# Exercise input
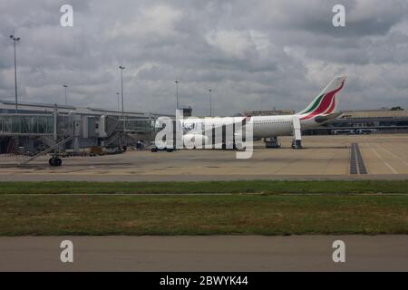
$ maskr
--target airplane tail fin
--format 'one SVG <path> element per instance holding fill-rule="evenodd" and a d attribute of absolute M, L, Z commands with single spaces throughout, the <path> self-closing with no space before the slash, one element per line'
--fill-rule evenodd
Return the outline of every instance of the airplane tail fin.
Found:
<path fill-rule="evenodd" d="M 298 115 L 306 115 L 301 120 L 335 112 L 337 107 L 335 94 L 343 89 L 345 78 L 345 76 L 335 77 L 305 110 L 297 113 Z"/>

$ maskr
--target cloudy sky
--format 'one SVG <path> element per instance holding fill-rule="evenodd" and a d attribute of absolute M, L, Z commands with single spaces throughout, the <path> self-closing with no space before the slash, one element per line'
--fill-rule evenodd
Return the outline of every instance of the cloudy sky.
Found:
<path fill-rule="evenodd" d="M 408 109 L 406 0 L 0 0 L 0 99 L 196 114 L 274 107 L 301 110 L 336 74 L 340 109 Z M 62 27 L 60 7 L 73 7 Z M 345 7 L 345 27 L 332 8 Z"/>

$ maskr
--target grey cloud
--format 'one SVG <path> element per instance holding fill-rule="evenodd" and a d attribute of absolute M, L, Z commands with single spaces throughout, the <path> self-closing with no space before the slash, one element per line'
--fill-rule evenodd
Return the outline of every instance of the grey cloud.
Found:
<path fill-rule="evenodd" d="M 61 5 L 74 27 L 59 26 Z M 331 24 L 344 4 L 346 27 Z M 341 107 L 408 107 L 405 1 L 12 1 L 0 3 L 0 99 L 13 99 L 15 29 L 21 100 L 116 108 L 123 63 L 131 110 L 198 114 L 303 109 L 335 74 L 349 79 Z M 122 62 L 122 63 L 121 63 Z"/>

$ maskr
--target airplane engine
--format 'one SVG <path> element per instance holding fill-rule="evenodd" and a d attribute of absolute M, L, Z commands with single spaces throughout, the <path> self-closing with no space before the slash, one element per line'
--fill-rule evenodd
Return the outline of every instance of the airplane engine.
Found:
<path fill-rule="evenodd" d="M 201 134 L 186 134 L 183 136 L 184 146 L 187 149 L 202 149 L 208 141 L 209 138 Z"/>

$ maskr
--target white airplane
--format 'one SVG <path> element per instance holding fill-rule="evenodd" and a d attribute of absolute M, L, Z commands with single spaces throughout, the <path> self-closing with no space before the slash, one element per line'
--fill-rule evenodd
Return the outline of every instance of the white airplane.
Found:
<path fill-rule="evenodd" d="M 232 123 L 240 123 L 242 126 L 251 124 L 254 139 L 294 135 L 296 141 L 292 146 L 300 148 L 301 130 L 318 127 L 340 115 L 336 112 L 337 102 L 335 97 L 337 92 L 343 89 L 345 78 L 345 76 L 335 77 L 305 110 L 292 115 L 180 119 L 183 142 L 184 144 L 189 144 L 190 147 L 192 144 L 194 148 L 196 146 L 201 148 L 199 145 L 208 141 L 209 134 L 205 132 L 208 131 L 209 128 L 205 127 L 209 119 L 215 124 L 211 127 L 220 127 Z M 209 130 L 212 130 L 212 128 Z M 244 130 L 235 131 L 234 134 L 235 136 L 244 135 L 243 131 Z M 232 147 L 228 145 L 227 148 Z"/>

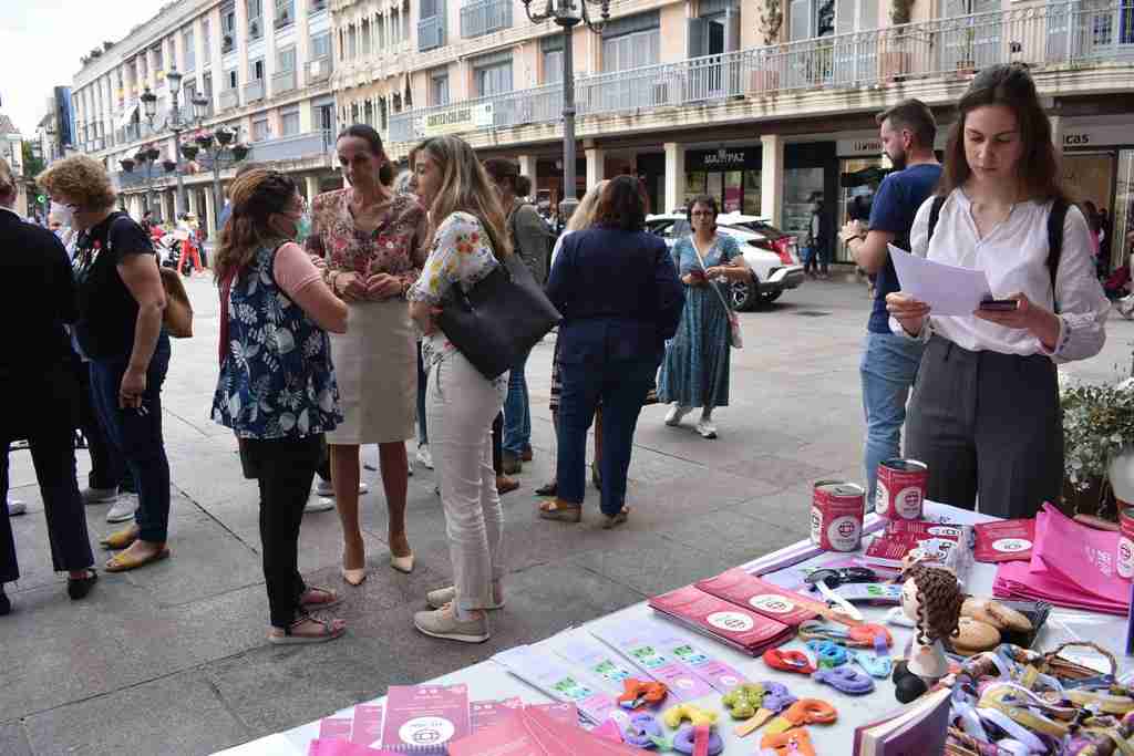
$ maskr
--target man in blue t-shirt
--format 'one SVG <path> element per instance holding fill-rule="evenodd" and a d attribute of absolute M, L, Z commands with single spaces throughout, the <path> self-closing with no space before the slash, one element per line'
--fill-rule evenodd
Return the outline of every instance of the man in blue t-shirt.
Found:
<path fill-rule="evenodd" d="M 858 221 L 839 233 L 855 262 L 877 277 L 874 303 L 866 326 L 866 345 L 858 368 L 862 375 L 862 406 L 866 415 L 866 502 L 873 507 L 879 462 L 902 450 L 902 425 L 906 422 L 906 399 L 917 376 L 922 345 L 890 331 L 886 295 L 897 291 L 898 277 L 887 245 L 909 250 L 914 215 L 933 193 L 941 165 L 933 155 L 937 121 L 919 100 L 905 100 L 879 113 L 882 150 L 895 172 L 882 181 L 870 212 L 869 230 Z"/>

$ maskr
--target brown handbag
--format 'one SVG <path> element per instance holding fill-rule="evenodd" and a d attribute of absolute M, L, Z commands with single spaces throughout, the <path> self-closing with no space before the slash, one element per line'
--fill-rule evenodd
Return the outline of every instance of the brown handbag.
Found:
<path fill-rule="evenodd" d="M 159 267 L 161 288 L 166 290 L 166 311 L 161 315 L 166 332 L 175 339 L 193 335 L 193 305 L 185 291 L 180 274 L 172 267 Z"/>

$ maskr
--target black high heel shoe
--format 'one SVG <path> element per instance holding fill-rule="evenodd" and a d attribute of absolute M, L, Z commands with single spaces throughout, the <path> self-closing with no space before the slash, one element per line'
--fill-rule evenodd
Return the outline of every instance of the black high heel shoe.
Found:
<path fill-rule="evenodd" d="M 91 588 L 94 587 L 95 581 L 99 579 L 99 574 L 93 569 L 87 569 L 86 572 L 86 577 L 67 578 L 67 595 L 71 597 L 71 601 L 85 598 L 86 594 L 91 593 Z"/>

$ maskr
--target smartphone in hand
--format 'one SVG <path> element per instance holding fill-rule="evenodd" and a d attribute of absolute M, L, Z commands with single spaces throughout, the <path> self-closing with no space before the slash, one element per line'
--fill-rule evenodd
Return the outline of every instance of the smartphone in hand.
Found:
<path fill-rule="evenodd" d="M 1010 313 L 1019 306 L 1016 299 L 985 299 L 981 303 L 981 309 L 993 313 Z"/>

# Stated exercise
Count the lines in the listing above that contain the word "brown", and give only that number.

# Result of the task
2